§ 阅读文本:

#####

一种数据仓库的数据处理方法及装置,该方法包括:接收用户输入的查询条件,查询条件包括待查询数据的关键词(S102);根据关键词确定待查询数据与数据仓库中其他数据的依赖关系(S104),依赖关系是下述的一种:无依赖、强依赖、弱依赖;向用户返回依赖关系(S106);接收用户根据依赖关系下发的数据处理指令(S108);触发数据仓库对待查询数据执行数据处理指令(S110)。采用该方法,能够提升数据仓库的资源使用效率。

Description

数据仓库的数据处理方法及装置
本申请要求2015年06月04日递交的申请号为201510303311.X、发明名称为“数据仓库的数据处理方法及装置”的中国专利申请的优先权,其全部内容通过引用结合在本申请中。
技术领域
本申请涉及数据处理技术,特别涉及一种数据仓库的数据处理方法及装置。
背景技术
随着90年代后期因特网的兴起与飞速发展,大量的信息和数据迎面而来,用科学的方法去整理数据,从而从不同视角对企业经营各方面信息的精确分析、准确判断,比以往更为迫切,实施行为的有效性也比以往更受关注。使用这些技术建设的信息***称为数据仓库。
数据仓库是一个环境,提供用户用于决策支持的当前和历史数据,这些数据在传统的操作型数据库中很难或不能得到。数据仓库技术是为了有效的把操作形数据集成到统一的环境中以提供决策型数据访问的各种技术和模块的总称。所做的一切都是为了让数据使用者能够更快更方便查询所需要的信息,为数据使用者提供决策支持。
在现有技术中,为避免下游数据工程师产出的指标出现错误或者数据业务逻辑出现缺陷;通常采用的手段是不对数据仓库中的数据进行处理。
采用现有技术中的数据处理方法,将使得已经没有用的数据一直占有计算资源和存储资源,导致资源浪费。
发明内容
本申请实施例中提供了一种数据仓库的数据处理方法和装置,用于解决现有技术中无用数据占有资源导致的资源浪费。

#####

§ 所给资料:
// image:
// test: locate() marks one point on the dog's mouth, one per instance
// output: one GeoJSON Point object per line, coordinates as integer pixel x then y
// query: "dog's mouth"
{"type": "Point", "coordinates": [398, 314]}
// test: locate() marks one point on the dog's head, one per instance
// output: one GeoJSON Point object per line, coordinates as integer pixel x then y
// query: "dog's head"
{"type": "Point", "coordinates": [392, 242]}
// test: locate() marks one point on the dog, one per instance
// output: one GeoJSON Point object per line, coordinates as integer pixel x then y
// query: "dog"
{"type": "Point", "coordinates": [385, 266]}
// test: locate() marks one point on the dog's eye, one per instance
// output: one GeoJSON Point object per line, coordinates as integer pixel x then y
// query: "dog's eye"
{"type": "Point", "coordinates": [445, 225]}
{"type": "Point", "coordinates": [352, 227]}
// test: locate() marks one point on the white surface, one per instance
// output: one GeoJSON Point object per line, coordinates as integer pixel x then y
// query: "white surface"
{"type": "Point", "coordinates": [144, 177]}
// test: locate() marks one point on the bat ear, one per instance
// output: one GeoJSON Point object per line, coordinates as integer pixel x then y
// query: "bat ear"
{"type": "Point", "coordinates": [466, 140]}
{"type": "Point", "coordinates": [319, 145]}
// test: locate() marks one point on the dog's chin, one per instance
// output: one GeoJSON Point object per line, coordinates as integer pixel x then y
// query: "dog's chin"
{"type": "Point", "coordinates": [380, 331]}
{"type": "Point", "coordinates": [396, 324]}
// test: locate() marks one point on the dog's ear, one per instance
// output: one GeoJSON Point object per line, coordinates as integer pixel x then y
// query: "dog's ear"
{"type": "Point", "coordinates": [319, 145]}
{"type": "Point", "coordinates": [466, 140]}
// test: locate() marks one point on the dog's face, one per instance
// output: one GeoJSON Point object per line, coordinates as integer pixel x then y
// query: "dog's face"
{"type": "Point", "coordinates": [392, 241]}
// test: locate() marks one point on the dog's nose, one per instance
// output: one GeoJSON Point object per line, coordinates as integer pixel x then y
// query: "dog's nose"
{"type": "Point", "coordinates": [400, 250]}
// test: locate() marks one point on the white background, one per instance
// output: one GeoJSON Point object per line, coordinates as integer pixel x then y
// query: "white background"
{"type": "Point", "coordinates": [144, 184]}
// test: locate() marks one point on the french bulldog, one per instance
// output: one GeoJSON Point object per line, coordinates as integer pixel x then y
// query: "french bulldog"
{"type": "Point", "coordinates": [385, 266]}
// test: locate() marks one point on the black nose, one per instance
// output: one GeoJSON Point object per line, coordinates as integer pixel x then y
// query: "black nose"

#####

§ 练习题目:
(A) 根据这篇关于数据仓库数据处理方法的文本,回答以下问题:
(i) 待查询数据与数据仓库中其他数据的依赖关系分为哪几种?
(ii) 本申请要求优先权的那件中国专利申请是哪一天递交的?
(iii) 现有技术中,为避免下游数据工程师产出的指标出现错误,通常采用什么手段?
(B) 接着这篇关于数据仓库数据处理方法的文本的最后一句,续写下去。
这些记录与本练习无关。

§ 参考答案:
(A)
(i) 无依赖、强依赖、弱依赖。
(ii) 2015年06月04日。
(iii) 不对数据仓库中的数据进行处理。

(B)
根据本申请实施例的一个方面,提供了一种数据仓库的数据处理方法,包括:接收用户输入的查询条件,查询条件包括待查询数据的关键词;根据关键词确定待查询数据与数据仓库中其他数据的依赖关系,依赖关系是下述的一种:无依赖、强依赖、弱依赖;向用户返回依赖关系;接收用户根据依赖关系下发的数据处理指令;触发数据仓库对待查询数据执行数据处理指令。
根据本申请实施例的另一个方面,提供了一种数据仓库的数据处理装置,包括:查询模块,用于接收用户输入的查询条件,查询条件包括待查询数据的关键词;依赖关系确定模块,用于根据关键词确定待查询数据与数据仓库中其他数据的依赖关系,依赖关系是下述的一种:无依赖、强依赖、弱依赖;反馈模块,用于向用户返回依赖关系;指令接收模块,用于接收用户根据依赖关系下发的数据处理指令;触发模块,用于触发数据仓库对待查询数据执行数据处理指令。
采用本申请实施例中的数据仓库的数据处理方法和装置,能够在接收到用户输入的查询条件后,确定并向用户返回待查询数据与其他数据的依赖关系;供用户根据依赖关系下发针对待查询数据的数据处理指令,然后再触发数据仓库执行数据处理指令;从而能够根据依赖关系对数据仓库中的数据进行处理,避免了现有技术中不对数据进行处理导致的资源浪费,提升了数据仓库的资源使用效率。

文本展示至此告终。